__PROBLEM STATEMENT__: Rewrite everything from "A day later" down to "be little changed." in the market report, changing "jobbers" to "dealers".

__PASSAGE PROVIDED__:
══════════
A day later oils, with the crude price ahead, enjoyed something of a gusher, making by far the biggest contribution to the FT-SE 100 index's 11.2-gain to 3,789.4.

Quite clearly, Monday's decline owed much to an old-fashioned jobbers mark-down as attempts were made to buy in stock.

In the event the market came round to the view that little had changed, the Iraqi influence would be marginal and the supply pool, with back-door deliveries now emerging through the front door, would be little changed.

A bizarre lunchtime rumour suggesting a US strike for British Petroleum contributed to the rally. Exxon was the US name in the frame. BP, priced at more than pounds 32bn, was the improbable target for a mid afternoon strike.

The witching hour came and went and BP had the satisfaction of seeing off the bid that never was. Its shares were at one time up 13.5p; they closed 9p better at 578.5p.

Shell, without any help from bid speculation, rose 10.5p to 937p and Enterprise Oil put on 12p to 472p. Lasmo added 6.5p to 183p.

The market, in the broader sense, paid little attention to the better- than-expected figures from Marks & Spencer and to British Biotech's positive presentation for its cancer drug. More records on the other side of the Atlantic were once again treated with comparative indifference with shares remaining under the political whip and another Government monopolies probe - this time into the bids for South West Water - causing yet more ripples of unease.

However the takeover of the accident-prone utility is expected to be cleared eventually and its shares were little changed at 659p. Bidders Severn Trent, off 7p at 559p, and Wessex, 9p at 302p, expressed disappointment. Other waters caught in the regulatory net included Thames, off 5p at 551p and United Utilities, 13p at 558p. Electricities, too, suffered from fading bid hopes with old takeover favourite Yorkshire Electricity off 17p to 730p.
══════════
[Stored data entries]
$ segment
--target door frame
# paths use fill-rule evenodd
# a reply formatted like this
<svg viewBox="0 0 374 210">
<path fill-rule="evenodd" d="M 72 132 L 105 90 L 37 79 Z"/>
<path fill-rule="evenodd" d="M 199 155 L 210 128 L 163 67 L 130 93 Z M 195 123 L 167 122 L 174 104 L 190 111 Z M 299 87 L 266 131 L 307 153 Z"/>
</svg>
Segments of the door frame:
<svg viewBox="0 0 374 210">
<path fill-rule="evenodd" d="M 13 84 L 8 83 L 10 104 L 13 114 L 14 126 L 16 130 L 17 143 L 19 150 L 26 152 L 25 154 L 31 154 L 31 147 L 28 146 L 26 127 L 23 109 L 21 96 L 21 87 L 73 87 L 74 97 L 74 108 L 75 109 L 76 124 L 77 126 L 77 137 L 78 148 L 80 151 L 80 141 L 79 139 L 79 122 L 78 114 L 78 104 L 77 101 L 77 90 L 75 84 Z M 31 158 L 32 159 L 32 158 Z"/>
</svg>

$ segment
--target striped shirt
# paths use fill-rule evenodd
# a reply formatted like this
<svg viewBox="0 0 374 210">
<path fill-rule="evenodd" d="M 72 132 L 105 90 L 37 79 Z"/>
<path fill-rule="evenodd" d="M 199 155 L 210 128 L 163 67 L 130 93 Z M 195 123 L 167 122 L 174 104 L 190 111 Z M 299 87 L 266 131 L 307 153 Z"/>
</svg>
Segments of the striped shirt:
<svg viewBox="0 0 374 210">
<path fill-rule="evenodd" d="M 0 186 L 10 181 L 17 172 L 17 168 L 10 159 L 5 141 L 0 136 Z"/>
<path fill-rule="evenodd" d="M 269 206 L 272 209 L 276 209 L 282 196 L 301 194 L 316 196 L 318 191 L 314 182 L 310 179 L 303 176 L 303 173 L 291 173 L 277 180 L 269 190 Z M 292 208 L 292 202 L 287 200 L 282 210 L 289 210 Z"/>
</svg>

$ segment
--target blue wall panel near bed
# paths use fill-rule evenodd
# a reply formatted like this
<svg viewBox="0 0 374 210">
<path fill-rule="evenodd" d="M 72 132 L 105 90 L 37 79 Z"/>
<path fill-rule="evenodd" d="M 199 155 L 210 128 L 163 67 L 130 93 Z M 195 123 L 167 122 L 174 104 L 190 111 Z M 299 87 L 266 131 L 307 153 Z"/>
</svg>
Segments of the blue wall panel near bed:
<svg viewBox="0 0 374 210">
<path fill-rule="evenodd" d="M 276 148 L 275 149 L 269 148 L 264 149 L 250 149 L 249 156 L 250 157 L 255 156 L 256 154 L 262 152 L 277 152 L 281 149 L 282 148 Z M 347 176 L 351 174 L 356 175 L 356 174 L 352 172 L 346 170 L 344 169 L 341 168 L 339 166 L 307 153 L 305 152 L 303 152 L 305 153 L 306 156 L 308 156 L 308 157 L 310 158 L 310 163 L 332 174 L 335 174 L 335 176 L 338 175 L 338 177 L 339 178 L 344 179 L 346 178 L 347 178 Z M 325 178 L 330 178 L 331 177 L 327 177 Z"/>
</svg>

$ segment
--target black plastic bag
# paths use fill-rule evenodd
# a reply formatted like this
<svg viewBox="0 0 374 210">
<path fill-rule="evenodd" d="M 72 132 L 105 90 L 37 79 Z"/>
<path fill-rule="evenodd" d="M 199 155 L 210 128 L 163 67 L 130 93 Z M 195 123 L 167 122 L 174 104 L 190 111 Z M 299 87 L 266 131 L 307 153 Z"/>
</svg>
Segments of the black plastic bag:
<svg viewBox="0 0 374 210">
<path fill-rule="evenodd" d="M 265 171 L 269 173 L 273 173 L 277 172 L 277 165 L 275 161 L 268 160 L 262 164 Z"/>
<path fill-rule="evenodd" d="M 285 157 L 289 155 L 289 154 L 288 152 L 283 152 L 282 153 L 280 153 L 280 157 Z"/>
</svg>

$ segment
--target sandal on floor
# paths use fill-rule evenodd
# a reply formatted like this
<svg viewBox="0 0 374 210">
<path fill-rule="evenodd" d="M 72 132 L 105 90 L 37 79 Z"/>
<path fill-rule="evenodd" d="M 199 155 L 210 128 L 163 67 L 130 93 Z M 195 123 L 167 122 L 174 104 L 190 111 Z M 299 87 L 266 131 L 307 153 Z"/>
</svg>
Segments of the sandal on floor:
══════════
__EXERCISE OUTPUT__:
A day later oils, with the crude price ahead, enjoyed something of a gusher, making by far the biggest contribution to the FT-SE 100 index's 11.2-gain to 3,789.4.

Quite clearly, Monday's decline owed much to an old-fashioned dealers mark-down as attempts were made to buy in stock.

In the event the market came round to the view that little had changed, the Iraqi influence would be marginal and the supply pool, with back-door deliveries now emerging through the front door, would be little changed.